FRAGMENTO SELECCIONADO
Ejerció su profesión en ingeniería civil, pero se ha dedicado por entero a su labor literaria durante muchos años hasta la actualidad.

Ha ejercido la docencia universitaria y desempeñado importantes tareas oficiales relacionadas con la actividad cultural y diplomáticos.

Tuvo a su cargo la subgerencia del Sistema Nacional de Radio y Televisión de Costa Rica, la dirección del Instituto Centroamericano de Educación Audiovisual (icea) y la del Teatro Nacional de Costa Rica.

Su obra literaria ha sido reconocida y galardonada con el Premio Nacional «Aquileo J. Echeverría» en las ramas de teatro, cuento y novela.
Sus obras de teatro han sido representadas en numerosas ocasiones, tanto en Costa Rica como en el exterior. Entre sus títulos principales están Gobierno de alcoba (1967), El laberinto (1969), Las fisgonas de Paso Ancho (1971), Un modelo para Rosaura (1974), El martirio del pastor (1982), Gulliver dormido (1985), Génesis (2006).

EJERCICIOS PROPUESTOS
• 1. Según la reseña biográfica, ¿en qué ramas fue galardonada la obra literaria con el Premio Nacional «Aquileo J. Echeverría»?
• 2. Escribe la continuación de la reseña biográfica a partir de su última oración.
Las entradas no tienen ningún papel en esto.

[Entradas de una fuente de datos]
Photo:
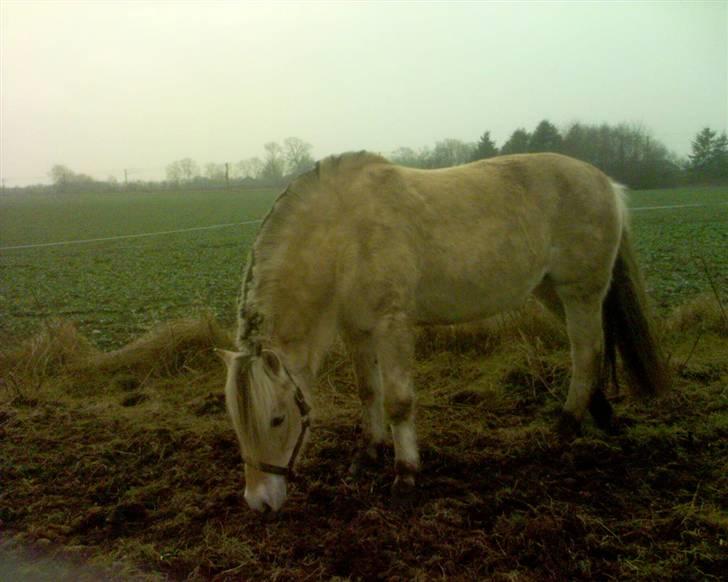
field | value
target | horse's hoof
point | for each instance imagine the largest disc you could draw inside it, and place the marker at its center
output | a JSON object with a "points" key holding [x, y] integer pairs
{"points": [[403, 492], [366, 459], [601, 411], [568, 427]]}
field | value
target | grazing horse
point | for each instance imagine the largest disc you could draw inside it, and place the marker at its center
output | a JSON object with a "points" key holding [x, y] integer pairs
{"points": [[364, 249]]}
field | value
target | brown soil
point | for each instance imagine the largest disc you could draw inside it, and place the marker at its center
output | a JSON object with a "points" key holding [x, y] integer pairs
{"points": [[124, 466]]}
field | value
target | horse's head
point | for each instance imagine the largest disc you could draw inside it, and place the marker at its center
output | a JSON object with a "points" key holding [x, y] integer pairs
{"points": [[270, 416]]}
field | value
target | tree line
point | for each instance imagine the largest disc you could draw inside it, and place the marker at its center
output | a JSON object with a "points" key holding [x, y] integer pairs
{"points": [[627, 153]]}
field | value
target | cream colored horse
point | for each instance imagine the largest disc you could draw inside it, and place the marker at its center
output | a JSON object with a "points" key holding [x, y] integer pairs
{"points": [[367, 249]]}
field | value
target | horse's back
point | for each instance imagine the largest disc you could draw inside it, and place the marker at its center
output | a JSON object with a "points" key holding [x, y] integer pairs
{"points": [[466, 242]]}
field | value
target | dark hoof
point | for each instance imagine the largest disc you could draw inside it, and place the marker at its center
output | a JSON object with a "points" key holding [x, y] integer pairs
{"points": [[403, 492], [568, 427], [602, 413], [366, 460]]}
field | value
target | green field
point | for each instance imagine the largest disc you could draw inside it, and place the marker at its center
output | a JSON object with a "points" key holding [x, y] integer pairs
{"points": [[115, 289], [123, 464]]}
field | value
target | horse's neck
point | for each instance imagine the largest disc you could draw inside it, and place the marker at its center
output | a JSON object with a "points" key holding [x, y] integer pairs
{"points": [[303, 353]]}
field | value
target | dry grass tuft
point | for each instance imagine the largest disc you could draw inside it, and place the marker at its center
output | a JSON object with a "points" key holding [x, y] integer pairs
{"points": [[701, 314], [54, 350], [532, 322], [170, 349]]}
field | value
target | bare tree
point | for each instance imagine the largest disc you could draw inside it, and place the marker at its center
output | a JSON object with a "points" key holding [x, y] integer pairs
{"points": [[298, 155], [215, 172], [274, 164]]}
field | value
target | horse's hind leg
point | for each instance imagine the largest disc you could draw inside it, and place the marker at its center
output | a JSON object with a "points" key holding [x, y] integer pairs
{"points": [[599, 406], [368, 380], [395, 351], [584, 325]]}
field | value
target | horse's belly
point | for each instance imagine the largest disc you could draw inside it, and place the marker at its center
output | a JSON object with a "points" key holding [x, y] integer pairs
{"points": [[454, 291]]}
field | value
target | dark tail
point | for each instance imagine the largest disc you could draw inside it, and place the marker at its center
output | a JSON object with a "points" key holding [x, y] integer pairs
{"points": [[628, 328]]}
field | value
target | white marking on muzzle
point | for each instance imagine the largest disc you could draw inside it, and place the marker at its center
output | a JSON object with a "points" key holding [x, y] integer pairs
{"points": [[268, 493]]}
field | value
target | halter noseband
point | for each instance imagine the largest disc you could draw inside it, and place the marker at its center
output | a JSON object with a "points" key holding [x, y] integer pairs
{"points": [[303, 409]]}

RESPUESTAS DEL EJERCICIO
• 1. En teatro, cuento y novela.

• 2.
No menos rica es su obra narrativa, en la que figuran obras como La hora de los vencidos (1963), La pagoda (1968), Ceremonia de casta (1976), Cuentos judíos de mi tierra (1982), Herencia de sombras (1993), El dulce sabor de la venganza (2000).

Selecciones de su narrativa y de su obra teatral se han traducido al inglés, al francés, al alemán y están recogidas en importantes recopilaciones antológicas. Ingresó en 1998 como miembro de número a la Academia Costarricense de la Lengua, con su discurso «La dramatización de lo inmediato», que fue respondido por el académico Daniel Gallegos.